→ Your goal: Copy the material below line for line, changing nothing.

→ A block of data:

-- BEGIN --

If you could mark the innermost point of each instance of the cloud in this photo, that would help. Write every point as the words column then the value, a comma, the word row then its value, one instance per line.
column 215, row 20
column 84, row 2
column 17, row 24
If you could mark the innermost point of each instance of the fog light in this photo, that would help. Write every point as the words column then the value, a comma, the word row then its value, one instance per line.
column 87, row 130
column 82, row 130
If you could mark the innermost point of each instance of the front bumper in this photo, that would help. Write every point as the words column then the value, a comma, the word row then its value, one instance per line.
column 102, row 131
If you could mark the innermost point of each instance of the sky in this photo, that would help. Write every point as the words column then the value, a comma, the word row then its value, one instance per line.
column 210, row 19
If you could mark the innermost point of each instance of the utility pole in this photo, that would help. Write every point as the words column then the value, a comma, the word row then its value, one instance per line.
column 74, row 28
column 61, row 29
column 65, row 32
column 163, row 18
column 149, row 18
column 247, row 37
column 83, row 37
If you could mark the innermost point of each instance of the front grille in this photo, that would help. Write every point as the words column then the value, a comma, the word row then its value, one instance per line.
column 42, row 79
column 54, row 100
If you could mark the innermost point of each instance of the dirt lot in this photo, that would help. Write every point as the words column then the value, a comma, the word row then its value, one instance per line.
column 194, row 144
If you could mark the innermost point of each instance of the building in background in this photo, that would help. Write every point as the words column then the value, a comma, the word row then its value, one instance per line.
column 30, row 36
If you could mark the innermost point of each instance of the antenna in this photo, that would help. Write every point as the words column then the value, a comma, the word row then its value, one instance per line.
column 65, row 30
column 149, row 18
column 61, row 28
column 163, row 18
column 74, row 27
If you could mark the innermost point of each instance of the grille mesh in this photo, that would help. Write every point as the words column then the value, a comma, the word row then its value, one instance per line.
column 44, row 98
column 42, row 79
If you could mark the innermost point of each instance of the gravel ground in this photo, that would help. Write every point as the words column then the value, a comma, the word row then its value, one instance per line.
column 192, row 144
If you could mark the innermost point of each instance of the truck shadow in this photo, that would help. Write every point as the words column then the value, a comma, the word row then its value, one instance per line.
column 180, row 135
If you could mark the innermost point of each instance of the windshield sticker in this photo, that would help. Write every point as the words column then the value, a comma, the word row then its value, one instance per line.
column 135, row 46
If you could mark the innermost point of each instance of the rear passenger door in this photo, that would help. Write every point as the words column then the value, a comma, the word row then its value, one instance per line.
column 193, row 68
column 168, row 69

-- END --

→ Completed exercise:
If you could mark the innermost point of each instance of the cloud in this photo, that would help. Write every point as the words column then the value, a comma, the word row then its value, one instance per line.
column 215, row 20
column 84, row 2
column 17, row 24
If you could mark the innermost point of each instance of the fog light in this photo, that would help. Write every point as the words column then the value, a comma, the word row then its value, one instance per line.
column 87, row 130
column 82, row 130
If you could mark the innermost point of each instance of the front bumper in this photo, that would help. Write every point as the words column then the value, a comma, the word row then its value, one instance per line.
column 102, row 131
If you could mark the innermost point of each instance of the sky in this photo, that would help. Write every point as the words column then the value, a comma, the word row then its value, one instance per line.
column 210, row 19
If you could mark the innermost point of each instance of the utility pole in this photo, that would help. Write every point as the words column then the value, a comma, the word row then its value, one instance per line.
column 74, row 28
column 61, row 29
column 65, row 32
column 163, row 18
column 149, row 18
column 247, row 37
column 83, row 37
If you could mark the innermost point of each instance of the front grille in this photo, that would help. Write every point as the words column then the value, a comma, the word row then its value, one instance per line.
column 42, row 79
column 54, row 100
If you could mark the innermost point of each instance of the dirt lot in this photo, that would help. Write every point as the words column then the value, a comma, the word row then its value, one instance per line.
column 194, row 144
If you could mark the innermost point of each instance of the building in background in this photo, that would help. Write every point as the words column then the value, a comma, the word row then its value, one instance per line.
column 30, row 36
If you could mark the innermost point of each instance of the antenna in this photo, that would help. Write every point as the words column then the value, a comma, the word row then its value, one instance per line.
column 65, row 30
column 149, row 18
column 61, row 28
column 163, row 18
column 74, row 27
If you could mark the innermost point of each instance of the grille mesh in this photo, that would help. Write every point as the words column then the value, a comma, the word row then its value, one instance per line.
column 44, row 98
column 42, row 79
If you could mark the innermost point of each instance of the gravel ground in this photo, that would help. Write every point as the words column then the value, a comma, the word row then its value, one instance per line.
column 192, row 144
If you could mark the innermost point of each instance of the truck shadow in this photo, that would help. Write every point as the words column then the value, a comma, the word row then its value, one instance per line.
column 180, row 135
If you could mark the innermost point of each instance of the windshield sticker in this photo, that would help. Write every point as the words column then the value, a comma, the word row then its value, one instance per line.
column 135, row 46
If you could mark the innermost point of each instance of the rear passenger door in this photo, that would help. Write every point as the words column then the value, a comma, the word row then its value, one instance per line.
column 193, row 68
column 168, row 69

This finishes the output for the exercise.